Set down word for word the lines that begin the entries and run through the line containing "Target: pot handle". Give nothing further.

(Data excerpts)
------------------------------------------------------------
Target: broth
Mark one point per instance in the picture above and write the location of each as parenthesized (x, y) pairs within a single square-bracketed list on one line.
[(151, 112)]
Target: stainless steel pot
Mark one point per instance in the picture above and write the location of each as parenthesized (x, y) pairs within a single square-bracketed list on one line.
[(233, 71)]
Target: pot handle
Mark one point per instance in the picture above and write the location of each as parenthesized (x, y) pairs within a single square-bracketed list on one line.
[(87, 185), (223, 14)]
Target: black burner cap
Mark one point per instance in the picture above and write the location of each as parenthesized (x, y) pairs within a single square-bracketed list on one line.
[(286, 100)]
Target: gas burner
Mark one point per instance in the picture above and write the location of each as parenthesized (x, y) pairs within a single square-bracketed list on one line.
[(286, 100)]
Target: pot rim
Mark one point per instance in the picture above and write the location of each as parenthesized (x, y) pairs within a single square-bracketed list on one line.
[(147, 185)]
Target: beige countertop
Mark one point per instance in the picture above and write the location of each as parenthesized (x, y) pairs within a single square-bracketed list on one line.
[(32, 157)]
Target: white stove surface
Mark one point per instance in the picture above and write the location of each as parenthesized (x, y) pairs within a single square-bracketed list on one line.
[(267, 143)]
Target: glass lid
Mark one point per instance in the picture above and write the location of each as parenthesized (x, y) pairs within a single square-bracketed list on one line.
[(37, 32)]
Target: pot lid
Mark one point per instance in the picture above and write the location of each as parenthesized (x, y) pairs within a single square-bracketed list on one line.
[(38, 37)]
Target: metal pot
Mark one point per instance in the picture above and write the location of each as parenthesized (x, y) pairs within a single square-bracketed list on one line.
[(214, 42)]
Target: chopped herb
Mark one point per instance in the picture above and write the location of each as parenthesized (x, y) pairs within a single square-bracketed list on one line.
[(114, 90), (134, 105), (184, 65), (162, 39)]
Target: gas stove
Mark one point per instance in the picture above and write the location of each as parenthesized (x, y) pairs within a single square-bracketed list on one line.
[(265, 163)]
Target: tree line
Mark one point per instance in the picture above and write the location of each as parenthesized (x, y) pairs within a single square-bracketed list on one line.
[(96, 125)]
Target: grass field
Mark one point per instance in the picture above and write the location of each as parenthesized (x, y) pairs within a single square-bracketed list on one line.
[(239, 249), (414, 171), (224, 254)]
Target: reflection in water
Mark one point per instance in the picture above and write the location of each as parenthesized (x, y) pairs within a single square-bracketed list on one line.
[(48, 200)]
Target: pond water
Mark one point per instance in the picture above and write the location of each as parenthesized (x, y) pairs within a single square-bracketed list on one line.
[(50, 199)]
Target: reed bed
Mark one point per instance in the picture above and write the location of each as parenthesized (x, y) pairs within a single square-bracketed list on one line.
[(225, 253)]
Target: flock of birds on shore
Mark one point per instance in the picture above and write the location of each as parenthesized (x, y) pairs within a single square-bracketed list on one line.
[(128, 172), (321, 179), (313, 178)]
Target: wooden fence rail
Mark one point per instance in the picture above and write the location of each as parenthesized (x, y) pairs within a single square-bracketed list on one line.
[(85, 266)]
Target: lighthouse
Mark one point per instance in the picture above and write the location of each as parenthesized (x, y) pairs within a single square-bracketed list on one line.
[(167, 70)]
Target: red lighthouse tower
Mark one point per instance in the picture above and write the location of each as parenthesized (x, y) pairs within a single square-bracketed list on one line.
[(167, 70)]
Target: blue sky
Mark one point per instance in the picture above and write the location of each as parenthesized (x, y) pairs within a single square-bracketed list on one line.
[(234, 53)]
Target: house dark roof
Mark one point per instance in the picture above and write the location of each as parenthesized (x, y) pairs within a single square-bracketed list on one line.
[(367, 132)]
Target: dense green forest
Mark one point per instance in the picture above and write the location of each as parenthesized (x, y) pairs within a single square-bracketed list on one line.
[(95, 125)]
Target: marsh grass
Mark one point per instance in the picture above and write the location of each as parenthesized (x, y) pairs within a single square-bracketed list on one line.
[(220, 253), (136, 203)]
------------------------------------------------------------
_Answer_
Target: broth
Mark one point per instance in the picture above and write the location of each as parenthesized (x, y) pairs within a single square-bracketed list on one line.
[(151, 112)]
Target: stainless steel pot
Mark one point per instance in the picture above and write the location of each as parenthesized (x, y) pairs within a single square-bracketed list on one line.
[(233, 71)]
Target: pot handle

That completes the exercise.